▶ **Your goal**: Gather every line below that contains the string "statue".
* * * * * * *
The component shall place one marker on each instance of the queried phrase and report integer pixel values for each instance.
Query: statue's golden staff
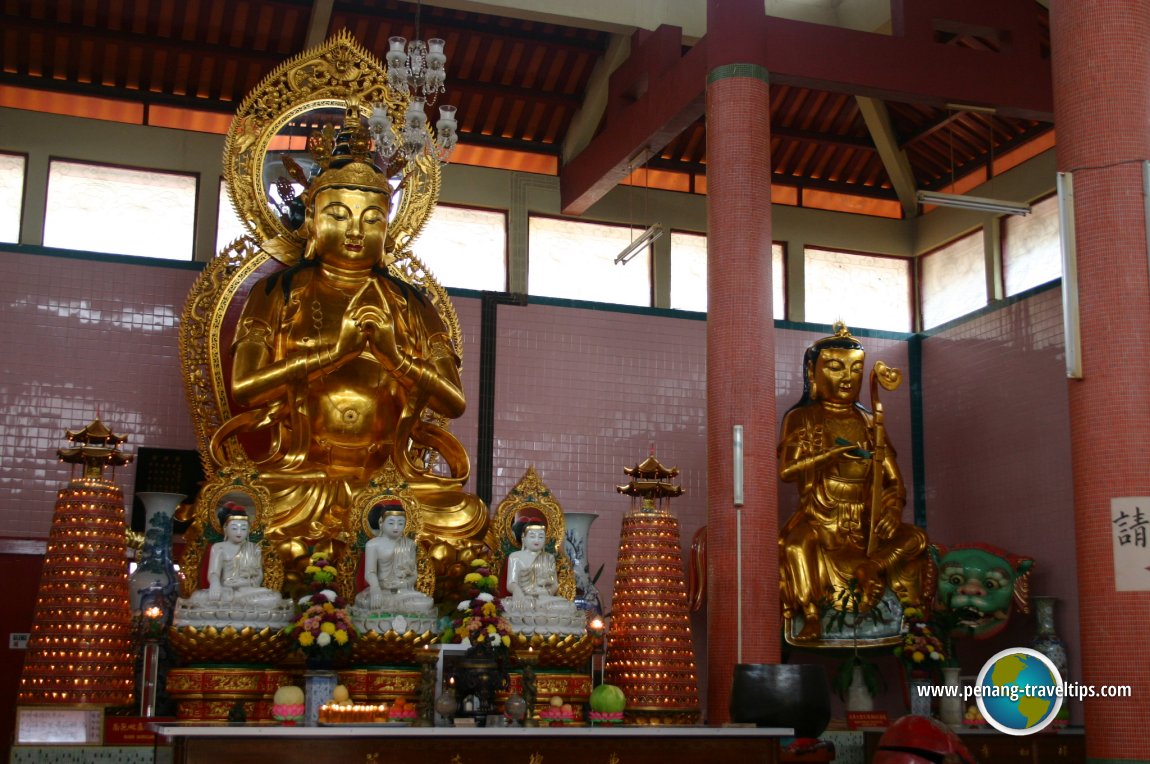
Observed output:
(889, 379)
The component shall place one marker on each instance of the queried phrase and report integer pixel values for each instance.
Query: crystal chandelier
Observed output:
(418, 69)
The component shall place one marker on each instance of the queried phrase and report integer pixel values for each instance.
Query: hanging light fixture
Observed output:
(419, 70)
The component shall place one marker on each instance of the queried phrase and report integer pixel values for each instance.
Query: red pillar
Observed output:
(1102, 112)
(741, 380)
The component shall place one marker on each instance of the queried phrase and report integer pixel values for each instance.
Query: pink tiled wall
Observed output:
(997, 452)
(580, 394)
(81, 340)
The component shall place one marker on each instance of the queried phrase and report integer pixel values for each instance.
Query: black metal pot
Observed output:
(781, 695)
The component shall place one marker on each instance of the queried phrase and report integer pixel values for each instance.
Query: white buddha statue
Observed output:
(390, 600)
(531, 603)
(235, 594)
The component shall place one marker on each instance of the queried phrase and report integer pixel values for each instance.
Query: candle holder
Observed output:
(428, 661)
(528, 659)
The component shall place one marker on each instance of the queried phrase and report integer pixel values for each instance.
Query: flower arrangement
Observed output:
(478, 619)
(922, 647)
(322, 629)
(848, 613)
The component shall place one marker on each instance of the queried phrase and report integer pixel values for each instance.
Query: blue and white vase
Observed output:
(317, 688)
(1047, 640)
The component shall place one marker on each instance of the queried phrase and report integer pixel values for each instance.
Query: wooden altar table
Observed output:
(366, 745)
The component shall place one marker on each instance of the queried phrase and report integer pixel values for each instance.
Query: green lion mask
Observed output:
(984, 582)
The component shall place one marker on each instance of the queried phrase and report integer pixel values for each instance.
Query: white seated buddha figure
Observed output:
(390, 600)
(234, 571)
(531, 602)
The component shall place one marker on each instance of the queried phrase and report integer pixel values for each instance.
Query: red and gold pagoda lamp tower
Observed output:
(81, 649)
(650, 654)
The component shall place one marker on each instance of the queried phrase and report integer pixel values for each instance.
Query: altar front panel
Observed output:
(473, 746)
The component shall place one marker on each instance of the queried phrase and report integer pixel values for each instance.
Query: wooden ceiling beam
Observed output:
(656, 94)
(1016, 81)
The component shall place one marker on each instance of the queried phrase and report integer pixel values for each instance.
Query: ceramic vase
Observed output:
(317, 688)
(950, 705)
(919, 695)
(858, 696)
(154, 577)
(1045, 639)
(575, 541)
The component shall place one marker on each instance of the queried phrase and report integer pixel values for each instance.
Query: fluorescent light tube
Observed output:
(979, 204)
(634, 247)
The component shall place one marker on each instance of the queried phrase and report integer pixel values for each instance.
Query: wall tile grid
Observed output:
(82, 340)
(998, 456)
(582, 394)
(467, 427)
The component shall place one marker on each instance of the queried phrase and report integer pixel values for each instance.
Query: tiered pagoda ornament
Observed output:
(650, 655)
(81, 650)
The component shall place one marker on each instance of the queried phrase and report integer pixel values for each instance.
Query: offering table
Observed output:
(378, 745)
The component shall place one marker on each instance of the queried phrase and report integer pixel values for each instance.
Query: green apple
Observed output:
(607, 698)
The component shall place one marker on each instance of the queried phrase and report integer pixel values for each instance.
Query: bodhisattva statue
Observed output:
(531, 601)
(339, 360)
(390, 572)
(848, 531)
(235, 591)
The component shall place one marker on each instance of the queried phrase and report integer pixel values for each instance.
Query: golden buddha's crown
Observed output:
(346, 159)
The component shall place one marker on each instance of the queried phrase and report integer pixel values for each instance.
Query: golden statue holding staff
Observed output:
(848, 532)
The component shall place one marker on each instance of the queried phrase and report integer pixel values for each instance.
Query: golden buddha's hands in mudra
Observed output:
(374, 320)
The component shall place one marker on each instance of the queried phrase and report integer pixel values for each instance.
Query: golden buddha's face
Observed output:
(838, 374)
(350, 227)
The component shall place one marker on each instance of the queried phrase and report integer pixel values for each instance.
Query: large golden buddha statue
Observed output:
(319, 352)
(846, 540)
(340, 359)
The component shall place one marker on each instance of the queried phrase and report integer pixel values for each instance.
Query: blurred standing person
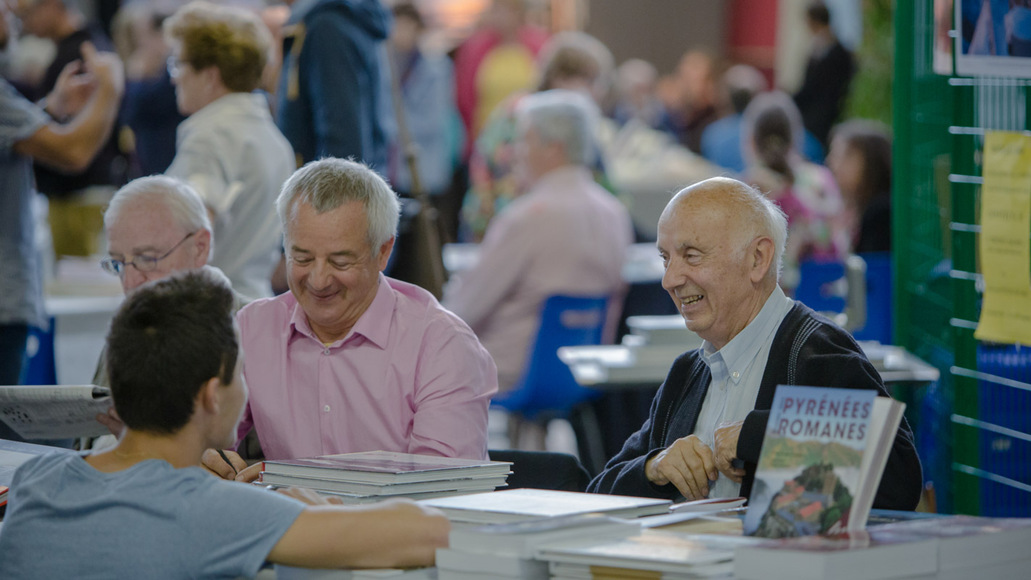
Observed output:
(722, 141)
(817, 223)
(229, 149)
(861, 162)
(635, 86)
(427, 84)
(332, 99)
(571, 60)
(696, 78)
(828, 74)
(567, 235)
(496, 62)
(28, 132)
(148, 108)
(77, 198)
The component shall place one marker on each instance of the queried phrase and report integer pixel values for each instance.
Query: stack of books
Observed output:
(939, 548)
(371, 476)
(497, 535)
(526, 505)
(290, 573)
(653, 553)
(506, 550)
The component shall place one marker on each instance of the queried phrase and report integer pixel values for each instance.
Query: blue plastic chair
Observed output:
(878, 299)
(546, 388)
(818, 282)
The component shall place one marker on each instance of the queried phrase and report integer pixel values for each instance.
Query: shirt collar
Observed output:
(742, 348)
(231, 103)
(373, 325)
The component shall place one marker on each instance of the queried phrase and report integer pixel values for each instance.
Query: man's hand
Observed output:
(111, 420)
(105, 67)
(725, 441)
(687, 464)
(227, 468)
(71, 92)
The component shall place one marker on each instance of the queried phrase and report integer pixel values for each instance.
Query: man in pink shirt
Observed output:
(566, 235)
(351, 360)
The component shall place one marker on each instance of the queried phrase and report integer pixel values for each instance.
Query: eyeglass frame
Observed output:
(118, 267)
(174, 66)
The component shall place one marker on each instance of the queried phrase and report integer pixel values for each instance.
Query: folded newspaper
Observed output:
(55, 411)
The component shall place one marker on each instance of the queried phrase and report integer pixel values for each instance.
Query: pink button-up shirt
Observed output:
(408, 377)
(566, 235)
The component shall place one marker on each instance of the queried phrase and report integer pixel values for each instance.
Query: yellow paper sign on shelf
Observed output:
(1005, 239)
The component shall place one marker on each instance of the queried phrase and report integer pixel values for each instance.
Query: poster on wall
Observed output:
(1003, 246)
(993, 37)
(942, 47)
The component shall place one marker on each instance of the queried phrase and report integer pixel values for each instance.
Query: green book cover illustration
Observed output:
(809, 466)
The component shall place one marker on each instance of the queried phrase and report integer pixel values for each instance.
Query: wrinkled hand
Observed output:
(310, 497)
(213, 463)
(725, 443)
(687, 464)
(105, 67)
(71, 92)
(111, 420)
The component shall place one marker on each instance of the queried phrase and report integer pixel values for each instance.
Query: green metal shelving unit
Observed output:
(939, 124)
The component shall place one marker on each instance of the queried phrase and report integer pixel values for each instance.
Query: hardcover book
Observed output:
(821, 463)
(525, 505)
(851, 555)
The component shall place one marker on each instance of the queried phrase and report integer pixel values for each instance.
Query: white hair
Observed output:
(181, 201)
(562, 116)
(330, 182)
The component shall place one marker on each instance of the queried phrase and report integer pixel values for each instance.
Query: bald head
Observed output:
(721, 242)
(744, 210)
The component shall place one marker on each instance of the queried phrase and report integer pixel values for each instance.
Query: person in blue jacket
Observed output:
(333, 96)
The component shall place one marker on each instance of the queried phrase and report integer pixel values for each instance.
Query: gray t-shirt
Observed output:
(21, 294)
(66, 519)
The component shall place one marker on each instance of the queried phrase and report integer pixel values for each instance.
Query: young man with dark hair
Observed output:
(175, 377)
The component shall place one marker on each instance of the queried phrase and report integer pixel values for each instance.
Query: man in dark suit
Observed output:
(828, 74)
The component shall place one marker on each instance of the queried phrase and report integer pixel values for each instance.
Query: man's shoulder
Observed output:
(416, 305)
(813, 342)
(275, 311)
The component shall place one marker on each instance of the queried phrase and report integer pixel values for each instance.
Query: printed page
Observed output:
(55, 411)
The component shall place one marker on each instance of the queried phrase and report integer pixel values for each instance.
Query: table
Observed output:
(644, 366)
(643, 265)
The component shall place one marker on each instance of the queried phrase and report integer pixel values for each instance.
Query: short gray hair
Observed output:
(757, 209)
(183, 201)
(562, 116)
(330, 182)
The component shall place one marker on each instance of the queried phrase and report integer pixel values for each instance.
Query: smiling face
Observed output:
(716, 266)
(332, 270)
(145, 227)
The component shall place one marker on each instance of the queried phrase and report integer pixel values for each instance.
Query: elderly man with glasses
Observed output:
(156, 226)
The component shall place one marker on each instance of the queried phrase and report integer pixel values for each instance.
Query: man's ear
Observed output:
(208, 399)
(762, 259)
(203, 247)
(384, 257)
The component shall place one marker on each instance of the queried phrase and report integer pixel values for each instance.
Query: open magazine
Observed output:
(55, 411)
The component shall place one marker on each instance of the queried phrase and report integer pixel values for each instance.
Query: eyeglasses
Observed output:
(140, 263)
(174, 66)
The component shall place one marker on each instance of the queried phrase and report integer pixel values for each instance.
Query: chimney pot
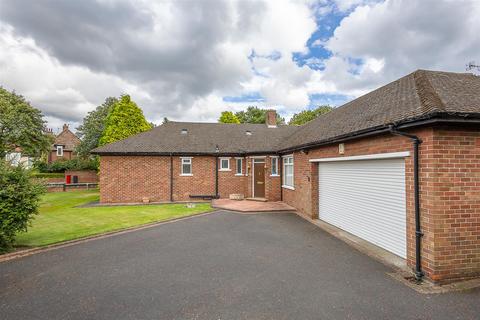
* * * * * * *
▶ **Full solution**:
Query: statue's golden staff
Query: white buddha statue
Query: bodhisattva statue
Query: golden statue holding staff
Query: large golden buddha statue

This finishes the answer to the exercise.